» Exercise aim: Find every line below with the word "rough". Then give only how many there are.
(Given records Opens)
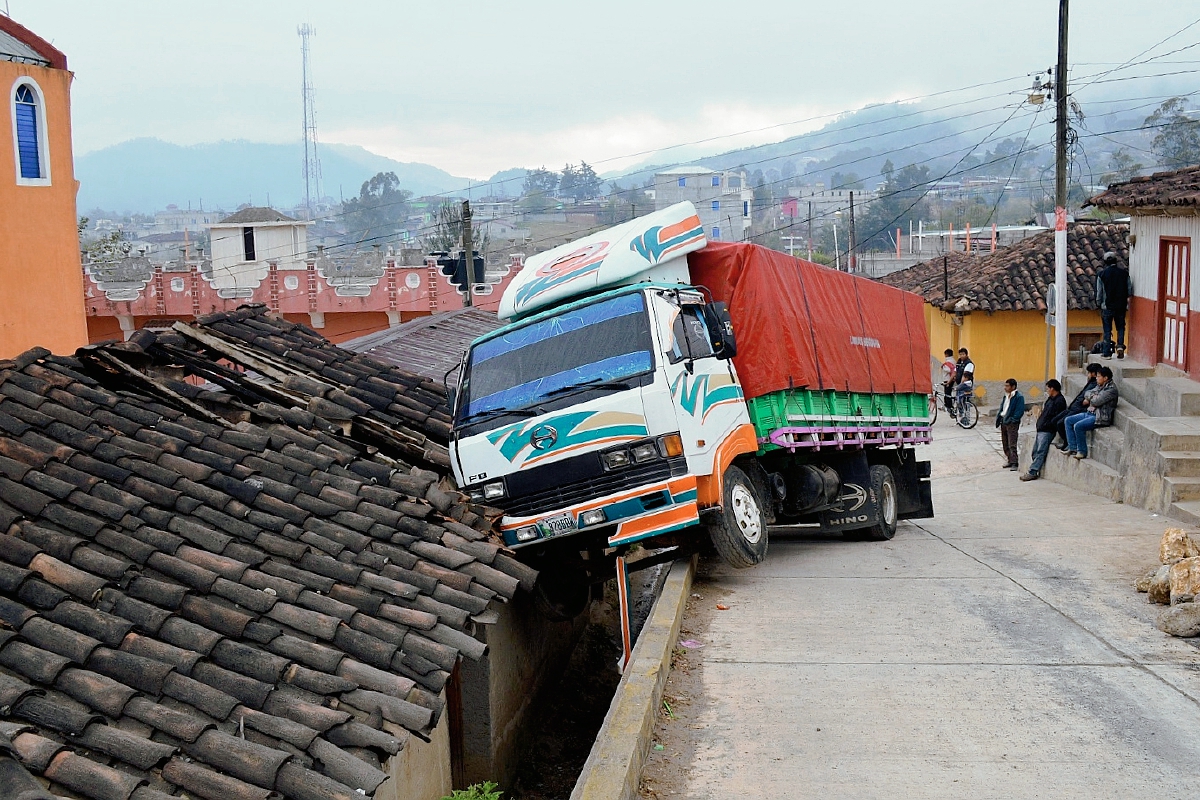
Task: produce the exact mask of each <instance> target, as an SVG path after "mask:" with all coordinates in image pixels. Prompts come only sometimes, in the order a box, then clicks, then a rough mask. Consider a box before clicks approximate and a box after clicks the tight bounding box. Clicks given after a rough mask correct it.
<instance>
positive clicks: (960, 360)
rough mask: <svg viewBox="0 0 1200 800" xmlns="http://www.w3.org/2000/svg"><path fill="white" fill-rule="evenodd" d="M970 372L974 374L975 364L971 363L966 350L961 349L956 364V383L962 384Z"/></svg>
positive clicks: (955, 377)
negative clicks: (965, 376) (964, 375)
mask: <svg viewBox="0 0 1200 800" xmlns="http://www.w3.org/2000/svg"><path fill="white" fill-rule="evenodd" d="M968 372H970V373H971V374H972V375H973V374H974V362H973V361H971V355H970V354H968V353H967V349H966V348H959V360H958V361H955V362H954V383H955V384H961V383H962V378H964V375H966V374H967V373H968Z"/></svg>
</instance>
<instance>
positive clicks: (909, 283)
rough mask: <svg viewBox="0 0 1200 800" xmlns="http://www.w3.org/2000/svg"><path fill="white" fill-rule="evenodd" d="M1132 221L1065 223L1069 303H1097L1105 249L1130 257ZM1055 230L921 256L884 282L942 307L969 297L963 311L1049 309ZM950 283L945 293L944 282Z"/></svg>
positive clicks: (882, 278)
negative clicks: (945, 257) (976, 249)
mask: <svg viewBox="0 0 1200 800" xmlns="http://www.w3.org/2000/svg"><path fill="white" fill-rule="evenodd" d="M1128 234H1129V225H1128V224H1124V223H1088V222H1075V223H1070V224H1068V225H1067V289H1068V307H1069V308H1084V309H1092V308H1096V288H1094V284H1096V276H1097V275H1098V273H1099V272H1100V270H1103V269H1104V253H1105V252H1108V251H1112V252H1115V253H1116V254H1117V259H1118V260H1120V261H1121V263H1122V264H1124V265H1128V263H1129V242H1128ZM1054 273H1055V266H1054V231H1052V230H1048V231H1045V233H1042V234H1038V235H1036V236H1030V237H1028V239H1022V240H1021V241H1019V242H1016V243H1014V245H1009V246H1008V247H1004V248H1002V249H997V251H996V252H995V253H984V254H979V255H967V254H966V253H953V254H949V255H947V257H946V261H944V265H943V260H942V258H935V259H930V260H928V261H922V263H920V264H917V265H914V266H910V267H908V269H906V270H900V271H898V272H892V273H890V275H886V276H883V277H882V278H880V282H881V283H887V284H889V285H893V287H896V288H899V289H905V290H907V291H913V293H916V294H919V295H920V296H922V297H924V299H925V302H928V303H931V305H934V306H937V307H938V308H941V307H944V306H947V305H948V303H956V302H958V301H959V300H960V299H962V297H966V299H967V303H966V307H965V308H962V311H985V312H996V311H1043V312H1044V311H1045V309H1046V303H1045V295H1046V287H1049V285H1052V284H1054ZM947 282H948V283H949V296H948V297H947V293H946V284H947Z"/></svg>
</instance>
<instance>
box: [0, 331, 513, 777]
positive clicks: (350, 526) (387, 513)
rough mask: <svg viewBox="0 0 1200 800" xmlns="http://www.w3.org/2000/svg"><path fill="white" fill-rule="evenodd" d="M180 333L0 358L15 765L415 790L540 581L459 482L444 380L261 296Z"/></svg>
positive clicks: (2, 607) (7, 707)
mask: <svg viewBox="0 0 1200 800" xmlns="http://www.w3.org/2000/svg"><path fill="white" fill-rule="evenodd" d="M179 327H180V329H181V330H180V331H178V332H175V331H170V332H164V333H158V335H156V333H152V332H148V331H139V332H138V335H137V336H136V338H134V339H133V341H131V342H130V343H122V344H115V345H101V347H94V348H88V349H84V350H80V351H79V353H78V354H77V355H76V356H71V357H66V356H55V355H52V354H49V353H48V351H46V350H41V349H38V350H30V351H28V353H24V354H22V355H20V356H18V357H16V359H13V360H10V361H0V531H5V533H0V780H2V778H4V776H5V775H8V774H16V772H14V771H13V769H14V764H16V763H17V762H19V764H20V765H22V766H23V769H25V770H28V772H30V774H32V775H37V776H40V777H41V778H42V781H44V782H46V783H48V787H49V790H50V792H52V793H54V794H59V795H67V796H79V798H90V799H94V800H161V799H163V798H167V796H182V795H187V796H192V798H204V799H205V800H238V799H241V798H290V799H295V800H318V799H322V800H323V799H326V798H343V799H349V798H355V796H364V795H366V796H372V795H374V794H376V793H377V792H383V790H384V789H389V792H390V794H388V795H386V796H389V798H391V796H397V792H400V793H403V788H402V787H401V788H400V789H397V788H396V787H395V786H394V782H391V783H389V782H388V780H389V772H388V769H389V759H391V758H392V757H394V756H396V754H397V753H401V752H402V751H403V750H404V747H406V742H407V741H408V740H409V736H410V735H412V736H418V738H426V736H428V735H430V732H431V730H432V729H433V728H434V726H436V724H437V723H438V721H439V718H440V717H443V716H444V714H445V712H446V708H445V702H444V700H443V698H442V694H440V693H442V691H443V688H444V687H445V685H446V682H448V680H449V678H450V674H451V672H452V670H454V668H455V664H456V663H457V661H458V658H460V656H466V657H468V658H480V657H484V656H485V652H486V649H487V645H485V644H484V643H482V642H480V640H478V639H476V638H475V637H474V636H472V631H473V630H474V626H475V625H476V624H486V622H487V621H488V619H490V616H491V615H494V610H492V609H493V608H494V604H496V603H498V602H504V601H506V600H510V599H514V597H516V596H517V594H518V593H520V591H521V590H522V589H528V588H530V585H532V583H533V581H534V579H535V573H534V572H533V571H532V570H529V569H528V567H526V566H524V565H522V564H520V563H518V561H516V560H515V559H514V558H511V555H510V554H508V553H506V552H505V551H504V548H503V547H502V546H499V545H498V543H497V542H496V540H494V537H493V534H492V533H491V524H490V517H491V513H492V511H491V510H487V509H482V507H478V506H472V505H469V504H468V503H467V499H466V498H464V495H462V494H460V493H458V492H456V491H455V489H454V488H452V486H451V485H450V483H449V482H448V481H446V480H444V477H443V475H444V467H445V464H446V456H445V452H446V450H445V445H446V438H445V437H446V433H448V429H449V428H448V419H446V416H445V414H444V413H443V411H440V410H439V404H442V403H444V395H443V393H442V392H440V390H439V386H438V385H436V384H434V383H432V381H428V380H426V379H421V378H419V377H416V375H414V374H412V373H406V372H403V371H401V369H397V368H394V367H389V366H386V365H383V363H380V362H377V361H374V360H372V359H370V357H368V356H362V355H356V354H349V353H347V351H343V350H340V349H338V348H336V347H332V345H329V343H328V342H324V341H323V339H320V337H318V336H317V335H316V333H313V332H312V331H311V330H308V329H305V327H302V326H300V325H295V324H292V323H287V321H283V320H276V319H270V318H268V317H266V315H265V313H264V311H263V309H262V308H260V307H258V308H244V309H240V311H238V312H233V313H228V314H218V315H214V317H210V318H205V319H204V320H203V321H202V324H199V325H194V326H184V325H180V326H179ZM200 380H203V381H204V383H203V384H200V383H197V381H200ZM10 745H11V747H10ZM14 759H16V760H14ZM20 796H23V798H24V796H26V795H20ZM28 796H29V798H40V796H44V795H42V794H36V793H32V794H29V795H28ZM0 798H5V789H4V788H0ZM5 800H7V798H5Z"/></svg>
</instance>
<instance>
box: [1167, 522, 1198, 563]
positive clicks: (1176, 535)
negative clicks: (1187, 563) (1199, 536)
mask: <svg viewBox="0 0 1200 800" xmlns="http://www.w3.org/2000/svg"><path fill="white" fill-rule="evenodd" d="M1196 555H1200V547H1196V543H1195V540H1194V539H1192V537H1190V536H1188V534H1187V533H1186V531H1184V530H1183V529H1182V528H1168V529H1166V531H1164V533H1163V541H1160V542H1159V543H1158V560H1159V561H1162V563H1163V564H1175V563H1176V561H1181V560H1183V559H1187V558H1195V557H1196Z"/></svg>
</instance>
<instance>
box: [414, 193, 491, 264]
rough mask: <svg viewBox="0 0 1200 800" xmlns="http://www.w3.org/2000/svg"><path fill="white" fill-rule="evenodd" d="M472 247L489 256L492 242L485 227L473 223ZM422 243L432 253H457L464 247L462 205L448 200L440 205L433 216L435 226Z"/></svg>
(Given records Closes)
» Exercise answer: 5